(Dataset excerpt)
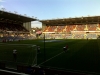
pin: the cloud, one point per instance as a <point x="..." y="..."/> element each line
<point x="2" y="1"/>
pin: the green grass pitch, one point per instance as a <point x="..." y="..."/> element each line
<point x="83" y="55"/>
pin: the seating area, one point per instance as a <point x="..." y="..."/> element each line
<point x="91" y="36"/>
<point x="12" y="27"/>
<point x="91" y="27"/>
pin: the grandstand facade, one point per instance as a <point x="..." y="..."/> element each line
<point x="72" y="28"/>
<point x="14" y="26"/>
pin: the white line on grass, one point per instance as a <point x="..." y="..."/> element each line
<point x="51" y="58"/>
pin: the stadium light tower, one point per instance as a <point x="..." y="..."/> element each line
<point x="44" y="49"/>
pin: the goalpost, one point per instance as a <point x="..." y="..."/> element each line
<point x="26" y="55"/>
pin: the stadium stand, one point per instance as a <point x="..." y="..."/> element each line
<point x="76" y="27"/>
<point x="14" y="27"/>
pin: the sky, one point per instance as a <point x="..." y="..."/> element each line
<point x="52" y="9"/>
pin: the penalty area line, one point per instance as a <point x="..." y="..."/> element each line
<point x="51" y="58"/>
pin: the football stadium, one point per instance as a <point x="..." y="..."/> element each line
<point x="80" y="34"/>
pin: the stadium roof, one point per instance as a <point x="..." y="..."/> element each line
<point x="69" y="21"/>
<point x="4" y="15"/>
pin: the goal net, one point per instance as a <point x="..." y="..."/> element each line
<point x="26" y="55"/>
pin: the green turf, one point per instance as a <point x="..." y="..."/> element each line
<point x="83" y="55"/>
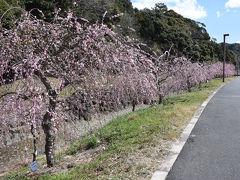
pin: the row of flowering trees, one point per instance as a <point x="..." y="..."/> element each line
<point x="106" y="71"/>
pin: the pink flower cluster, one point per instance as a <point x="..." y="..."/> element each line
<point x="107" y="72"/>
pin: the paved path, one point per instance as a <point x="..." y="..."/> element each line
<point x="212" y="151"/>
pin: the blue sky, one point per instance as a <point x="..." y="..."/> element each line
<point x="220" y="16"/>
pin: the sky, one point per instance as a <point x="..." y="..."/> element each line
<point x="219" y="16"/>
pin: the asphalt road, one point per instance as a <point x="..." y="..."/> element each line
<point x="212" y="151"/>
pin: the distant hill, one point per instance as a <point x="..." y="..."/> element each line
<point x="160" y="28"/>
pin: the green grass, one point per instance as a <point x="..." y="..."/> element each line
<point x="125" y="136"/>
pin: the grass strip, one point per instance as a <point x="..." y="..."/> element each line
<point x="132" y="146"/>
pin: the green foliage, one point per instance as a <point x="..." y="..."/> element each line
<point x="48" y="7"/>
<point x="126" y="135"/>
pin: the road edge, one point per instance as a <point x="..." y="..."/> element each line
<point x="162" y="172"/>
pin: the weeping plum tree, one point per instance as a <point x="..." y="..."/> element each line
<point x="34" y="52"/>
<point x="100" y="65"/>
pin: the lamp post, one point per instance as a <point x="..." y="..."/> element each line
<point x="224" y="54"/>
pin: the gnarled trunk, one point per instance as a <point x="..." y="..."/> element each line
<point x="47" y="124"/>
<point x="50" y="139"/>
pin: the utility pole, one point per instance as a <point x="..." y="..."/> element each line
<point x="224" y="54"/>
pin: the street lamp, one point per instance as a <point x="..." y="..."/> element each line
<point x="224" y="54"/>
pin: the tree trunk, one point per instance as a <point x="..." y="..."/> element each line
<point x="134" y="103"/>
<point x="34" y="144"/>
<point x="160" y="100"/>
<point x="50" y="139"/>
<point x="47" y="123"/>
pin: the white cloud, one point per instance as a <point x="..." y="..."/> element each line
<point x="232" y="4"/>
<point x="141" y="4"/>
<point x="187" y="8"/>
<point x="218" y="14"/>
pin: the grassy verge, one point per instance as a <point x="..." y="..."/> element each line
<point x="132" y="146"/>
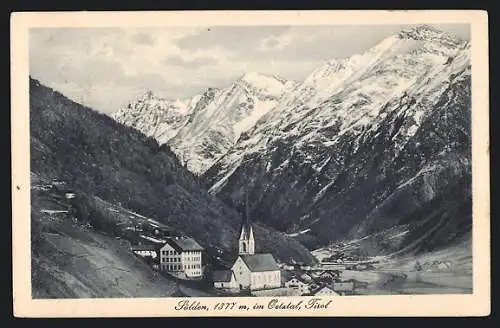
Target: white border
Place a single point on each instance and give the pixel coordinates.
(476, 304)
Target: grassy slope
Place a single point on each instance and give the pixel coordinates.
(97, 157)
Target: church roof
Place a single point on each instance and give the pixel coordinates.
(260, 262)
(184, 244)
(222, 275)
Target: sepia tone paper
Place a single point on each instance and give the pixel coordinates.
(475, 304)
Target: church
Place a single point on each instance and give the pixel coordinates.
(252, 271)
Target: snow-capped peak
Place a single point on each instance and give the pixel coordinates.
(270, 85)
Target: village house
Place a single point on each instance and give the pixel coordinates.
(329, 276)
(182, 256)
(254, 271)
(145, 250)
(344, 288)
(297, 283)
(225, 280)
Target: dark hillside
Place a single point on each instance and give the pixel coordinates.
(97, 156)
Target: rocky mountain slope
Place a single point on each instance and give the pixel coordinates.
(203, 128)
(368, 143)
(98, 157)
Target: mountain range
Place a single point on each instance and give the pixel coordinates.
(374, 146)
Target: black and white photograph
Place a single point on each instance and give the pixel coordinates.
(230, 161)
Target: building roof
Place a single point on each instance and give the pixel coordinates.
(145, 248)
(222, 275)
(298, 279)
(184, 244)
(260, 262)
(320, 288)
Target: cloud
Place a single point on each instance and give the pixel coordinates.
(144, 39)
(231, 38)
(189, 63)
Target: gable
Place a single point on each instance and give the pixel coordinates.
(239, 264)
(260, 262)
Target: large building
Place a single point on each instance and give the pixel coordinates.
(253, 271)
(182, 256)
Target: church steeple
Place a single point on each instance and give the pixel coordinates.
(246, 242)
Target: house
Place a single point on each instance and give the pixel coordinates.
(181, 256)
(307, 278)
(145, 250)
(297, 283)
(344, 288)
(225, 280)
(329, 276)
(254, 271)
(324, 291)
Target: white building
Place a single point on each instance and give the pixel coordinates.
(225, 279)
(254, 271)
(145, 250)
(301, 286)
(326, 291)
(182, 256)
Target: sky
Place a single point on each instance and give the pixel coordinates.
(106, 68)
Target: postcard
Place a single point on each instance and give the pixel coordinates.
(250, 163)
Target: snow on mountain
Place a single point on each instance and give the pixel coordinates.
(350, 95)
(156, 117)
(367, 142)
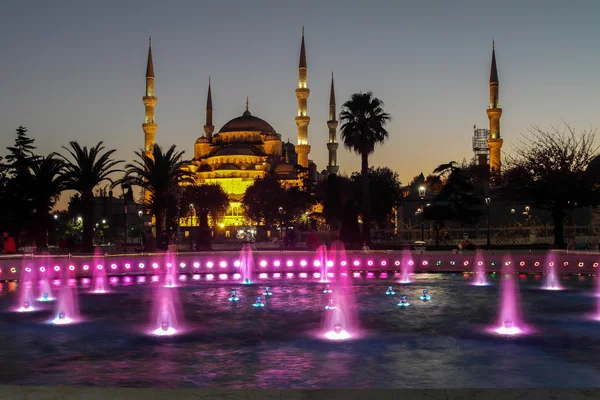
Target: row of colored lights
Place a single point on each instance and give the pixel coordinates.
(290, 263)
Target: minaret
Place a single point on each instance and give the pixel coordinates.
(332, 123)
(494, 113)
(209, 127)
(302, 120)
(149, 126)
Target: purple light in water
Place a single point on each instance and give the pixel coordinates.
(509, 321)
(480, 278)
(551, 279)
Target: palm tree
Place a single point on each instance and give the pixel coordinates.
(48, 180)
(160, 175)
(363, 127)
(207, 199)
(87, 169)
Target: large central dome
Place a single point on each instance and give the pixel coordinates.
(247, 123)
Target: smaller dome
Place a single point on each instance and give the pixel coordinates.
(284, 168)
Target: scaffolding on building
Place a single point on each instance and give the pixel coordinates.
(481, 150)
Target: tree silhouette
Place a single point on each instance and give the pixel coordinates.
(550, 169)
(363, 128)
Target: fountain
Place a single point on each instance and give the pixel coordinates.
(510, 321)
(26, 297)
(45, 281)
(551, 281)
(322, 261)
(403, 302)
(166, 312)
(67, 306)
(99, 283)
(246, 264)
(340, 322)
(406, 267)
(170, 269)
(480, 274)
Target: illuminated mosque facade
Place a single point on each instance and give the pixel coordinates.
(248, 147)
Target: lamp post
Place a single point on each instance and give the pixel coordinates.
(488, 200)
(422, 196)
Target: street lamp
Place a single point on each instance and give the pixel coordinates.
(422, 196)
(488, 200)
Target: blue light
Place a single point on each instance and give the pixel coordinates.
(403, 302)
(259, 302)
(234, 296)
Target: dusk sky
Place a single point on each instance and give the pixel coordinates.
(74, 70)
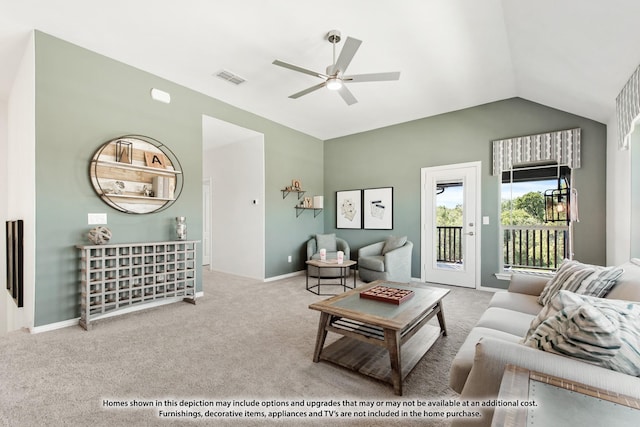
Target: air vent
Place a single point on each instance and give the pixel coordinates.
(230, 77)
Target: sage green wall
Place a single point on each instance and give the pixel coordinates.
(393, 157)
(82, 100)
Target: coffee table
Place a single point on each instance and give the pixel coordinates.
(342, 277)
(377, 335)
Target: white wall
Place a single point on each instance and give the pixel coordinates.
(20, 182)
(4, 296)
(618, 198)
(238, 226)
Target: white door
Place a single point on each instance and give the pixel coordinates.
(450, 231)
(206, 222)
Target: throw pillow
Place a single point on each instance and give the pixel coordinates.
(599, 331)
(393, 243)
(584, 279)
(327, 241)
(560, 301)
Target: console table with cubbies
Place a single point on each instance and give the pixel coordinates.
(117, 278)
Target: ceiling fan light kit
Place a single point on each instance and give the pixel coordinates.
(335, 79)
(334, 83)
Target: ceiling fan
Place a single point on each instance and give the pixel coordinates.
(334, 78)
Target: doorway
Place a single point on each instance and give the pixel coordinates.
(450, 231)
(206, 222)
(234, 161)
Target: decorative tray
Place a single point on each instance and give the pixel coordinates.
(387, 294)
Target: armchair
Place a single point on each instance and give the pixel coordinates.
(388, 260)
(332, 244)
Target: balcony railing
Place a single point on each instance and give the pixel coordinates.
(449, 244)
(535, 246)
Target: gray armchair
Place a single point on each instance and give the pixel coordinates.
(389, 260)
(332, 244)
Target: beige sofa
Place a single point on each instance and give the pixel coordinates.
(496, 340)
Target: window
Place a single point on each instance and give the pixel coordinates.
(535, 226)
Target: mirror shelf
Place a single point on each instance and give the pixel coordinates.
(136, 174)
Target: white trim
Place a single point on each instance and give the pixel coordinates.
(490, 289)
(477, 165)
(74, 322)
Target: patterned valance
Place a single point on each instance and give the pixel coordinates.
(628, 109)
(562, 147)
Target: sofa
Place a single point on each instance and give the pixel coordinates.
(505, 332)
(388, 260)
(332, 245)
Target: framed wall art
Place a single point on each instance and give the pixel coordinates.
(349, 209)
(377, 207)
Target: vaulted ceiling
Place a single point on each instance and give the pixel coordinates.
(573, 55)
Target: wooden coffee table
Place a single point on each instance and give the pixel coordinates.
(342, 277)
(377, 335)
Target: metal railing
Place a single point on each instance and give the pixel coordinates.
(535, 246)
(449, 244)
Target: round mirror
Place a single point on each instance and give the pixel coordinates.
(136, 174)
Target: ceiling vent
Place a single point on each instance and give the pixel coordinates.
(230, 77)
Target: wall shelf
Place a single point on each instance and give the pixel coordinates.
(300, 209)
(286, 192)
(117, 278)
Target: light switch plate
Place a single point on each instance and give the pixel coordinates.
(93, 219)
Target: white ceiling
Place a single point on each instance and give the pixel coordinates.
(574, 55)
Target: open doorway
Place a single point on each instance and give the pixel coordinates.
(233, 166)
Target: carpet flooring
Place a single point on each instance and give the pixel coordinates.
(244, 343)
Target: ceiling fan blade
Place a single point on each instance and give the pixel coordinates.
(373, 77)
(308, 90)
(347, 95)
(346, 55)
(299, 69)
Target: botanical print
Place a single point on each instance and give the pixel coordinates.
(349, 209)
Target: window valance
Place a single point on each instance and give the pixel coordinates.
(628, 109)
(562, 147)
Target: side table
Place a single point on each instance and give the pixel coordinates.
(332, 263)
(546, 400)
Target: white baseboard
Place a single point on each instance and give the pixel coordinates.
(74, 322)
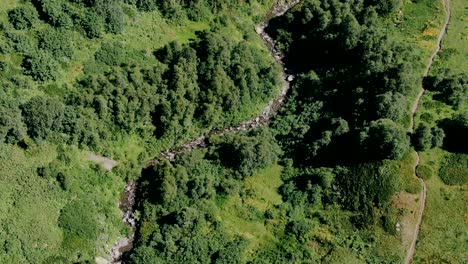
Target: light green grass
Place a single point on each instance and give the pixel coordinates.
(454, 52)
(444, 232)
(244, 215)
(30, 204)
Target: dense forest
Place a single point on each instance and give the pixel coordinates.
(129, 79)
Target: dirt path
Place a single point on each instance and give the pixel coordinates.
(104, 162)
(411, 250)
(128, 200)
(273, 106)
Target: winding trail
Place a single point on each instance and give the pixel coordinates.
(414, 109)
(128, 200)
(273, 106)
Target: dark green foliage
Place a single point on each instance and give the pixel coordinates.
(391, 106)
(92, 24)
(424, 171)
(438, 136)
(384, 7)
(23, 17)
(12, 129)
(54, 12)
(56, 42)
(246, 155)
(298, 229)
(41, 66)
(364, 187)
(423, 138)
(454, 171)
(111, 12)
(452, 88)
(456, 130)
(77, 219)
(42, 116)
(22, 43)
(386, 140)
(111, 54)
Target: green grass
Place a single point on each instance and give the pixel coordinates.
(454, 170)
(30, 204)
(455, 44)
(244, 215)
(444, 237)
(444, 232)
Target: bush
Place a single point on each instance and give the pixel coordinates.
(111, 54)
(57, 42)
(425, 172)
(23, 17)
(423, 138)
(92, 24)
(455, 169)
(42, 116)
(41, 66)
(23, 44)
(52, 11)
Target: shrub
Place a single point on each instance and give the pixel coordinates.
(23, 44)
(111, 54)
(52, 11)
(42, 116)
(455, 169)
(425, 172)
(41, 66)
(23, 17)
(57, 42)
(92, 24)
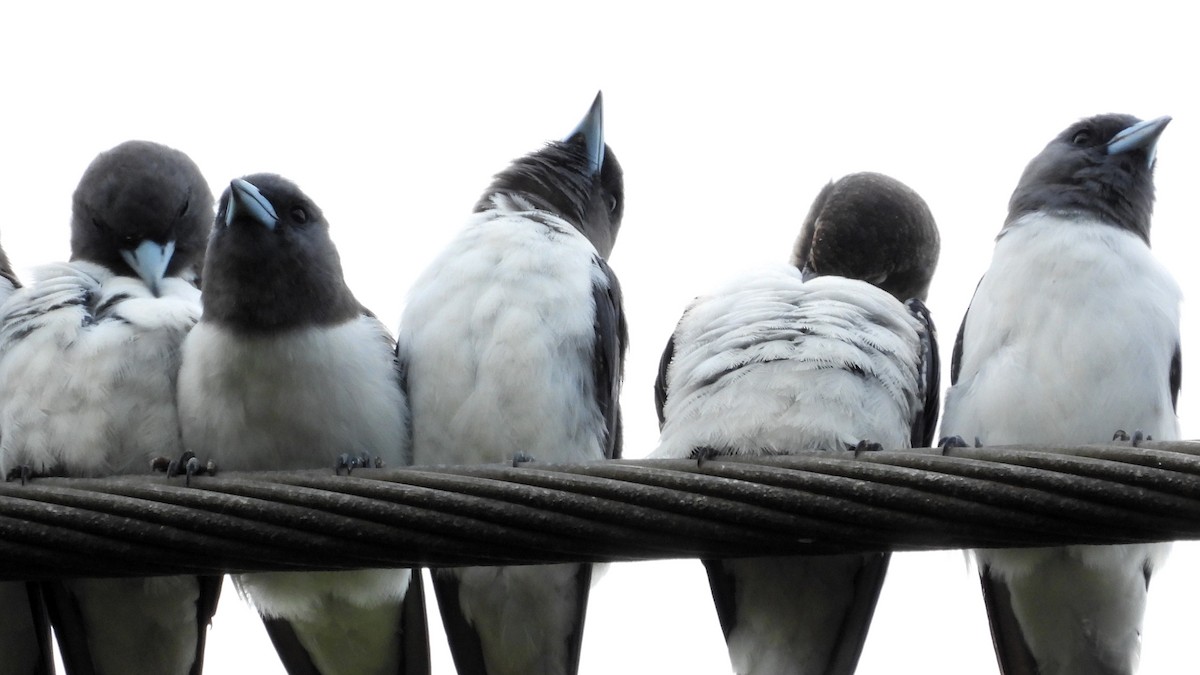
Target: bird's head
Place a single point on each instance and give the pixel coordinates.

Exercise description >>
Rewrite the lines from the one containing "Target: bird's head" through the end of the records, putting "occurrence" in place of "instance" and keeping everything else the same.

Reply to the exercise >>
Target: bird's head
Place a single point on each occurrence and give the pixel coordinates.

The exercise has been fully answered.